- 課題
牧野邦夫展を扱った提示文に、次の1.〜3.が合うかどうかを「はい」か「いいえ」で判定し、その決め手となる提示文の語句を一字も変えずに引用すること。
1. 筆者は休日の土曜の午後に練馬区立美術館を訪れた。
2. 牧野邦夫は1948年に東京美術学校の彫刻科を卒業した。
3. 牧野は生前、毎年のように個展を開いていた。

- 提示文
========
牧野邦夫─写実の精髄─展
 

  

2013年4月28日 練馬区立美術館

まずは、展覧会ポスターを見ていただきたいと思います。画家の自画像が配されているのですが、何とも言い難い濃さ、暑苦しさ、尋常のなさが一目で感じられて、興味を覚えました。たいていは、私が美術館を訪れるのは、都心に仕事の都合で出かけて、帰社できない時間になった時の隙間に、ちょっと寄るというパターンなのです。しかし、今回は、場所が都心から少し外れた練馬区立美術館ということもあり、休日である土曜の午後に、わざわざ出向いてみました。

牧野邦夫という画家の名前は、私には初めて聞く名前だった(とは言っても、私は日本の画家は歴史上のピッグネーム以外の名前は殆ど知らず、疎いので、名前を知らない画家が多いのですが)ので、展覧会チラシにある紹介文を転載します。

“牧野邦夫(1925〜86)は、大正末に東京に生まれ、1948年に東京美術学校油画科を卒業しますが、戦後の激動期に次々と起こった美術界の新たな潮流に流されることなく、まして団体に属して名利を求めることなどからは遠く身を置いて、ひたすらに自己の信ずる絵画世界を追求し続けた画家です。高度な油彩の技術で、胸中に湧き起る先鋭で濃密なイメージを描き続けた牧野の生涯は、描くという行為の根底に時代を超えて横たわる写実の問題と格闘する日々でした。レンブラントへの憧れを生涯持ち続けた牧野の視野には、一方で伊藤若冲や葛飾北斎、河鍋暁斎といった画人たちの系譜に連なるような、描くことへの強い執着が感じられます。また、北方ルネサンス的なリアリズムと日本の土俗性との葛藤という点では、岸田劉生の後継とも見られるでしょう。生前に数年間隔で個展を開くだけだった牧野の知名度は決して高いものではありませんでしたが、それは牧野が名声を求めることよりも、自分が納得できる作品を遺すことに全力を傾注した結果でしょう。”

と、紹介文も熱いものになっています。ただ、この文章を読んでいて、なんとなく孤独な天才が名利を求めず、ひたすら芸術に精進していた、いわゆる孤高の天才という「ものがたり」にぴったりと当てはまるものになっているということが、気になりました。以前は、日本人が好きな画家という必ず上位にランクされる、ゴッホがそういう「ものがたり」の典型として、作品よりも「ものがたり」を有難がって、作品に過剰に思い込みをいれて精神性とか高い境地とか訳のわからない形容で持ち上げるような随筆が乱発されていたことがありました。私も、どちらかと言えば。文字を読むことが好きなタイプの人間で「ものがたり」に過剰に反応するところがあって、絵画を見る時には「ものがたり」という雑音を払いのけることが出来ないタイプの人間です。だから、ここの紹介文から、上述のような「ものがたり」を抽出して、作品をその「ものがたり」を補完する手段のように見てしまいがちなところがあります。殊に、牧野邦夫の場合は、そういう私の志向性にハマりやすいことが直観できました。
========
- 抽出資料
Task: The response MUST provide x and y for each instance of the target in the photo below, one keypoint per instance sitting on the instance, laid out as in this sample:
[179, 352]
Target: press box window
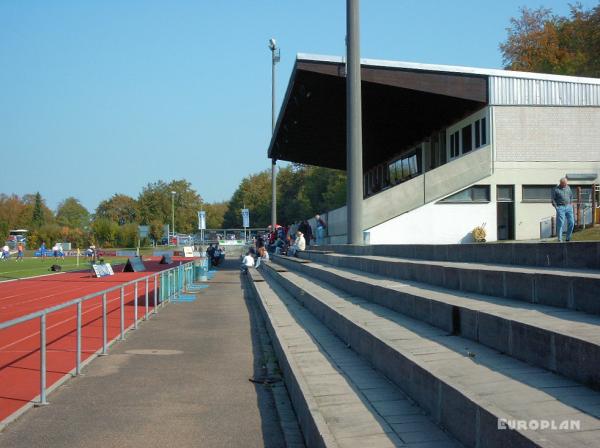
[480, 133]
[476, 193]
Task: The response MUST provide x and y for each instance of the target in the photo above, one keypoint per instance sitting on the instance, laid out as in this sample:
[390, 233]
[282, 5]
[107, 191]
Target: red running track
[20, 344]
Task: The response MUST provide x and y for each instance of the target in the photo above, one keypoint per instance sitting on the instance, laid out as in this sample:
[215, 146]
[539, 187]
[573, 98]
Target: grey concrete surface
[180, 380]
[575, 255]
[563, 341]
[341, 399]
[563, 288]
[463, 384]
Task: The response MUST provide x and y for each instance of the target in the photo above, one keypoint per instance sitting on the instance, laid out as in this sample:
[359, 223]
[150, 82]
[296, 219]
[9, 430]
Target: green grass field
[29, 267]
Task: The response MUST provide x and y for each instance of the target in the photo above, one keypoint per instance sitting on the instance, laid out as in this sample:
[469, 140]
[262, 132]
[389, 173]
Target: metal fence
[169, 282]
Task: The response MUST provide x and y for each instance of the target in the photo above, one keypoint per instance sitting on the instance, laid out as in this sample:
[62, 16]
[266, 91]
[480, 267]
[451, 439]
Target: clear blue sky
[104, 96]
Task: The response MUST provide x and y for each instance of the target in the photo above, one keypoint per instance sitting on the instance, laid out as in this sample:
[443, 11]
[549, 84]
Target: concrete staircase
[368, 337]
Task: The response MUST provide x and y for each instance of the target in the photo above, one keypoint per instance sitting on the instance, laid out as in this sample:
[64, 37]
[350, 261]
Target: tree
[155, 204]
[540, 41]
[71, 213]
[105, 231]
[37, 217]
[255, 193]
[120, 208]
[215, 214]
========
- 解答
1. はい:「休日である土曜の午後に、わざわざ出向いてみました」
2. いいえ:「1948年に東京美術学校油画科を卒業しますが」
3. いいえ:「生前に数年間隔で個展を開くだけだった」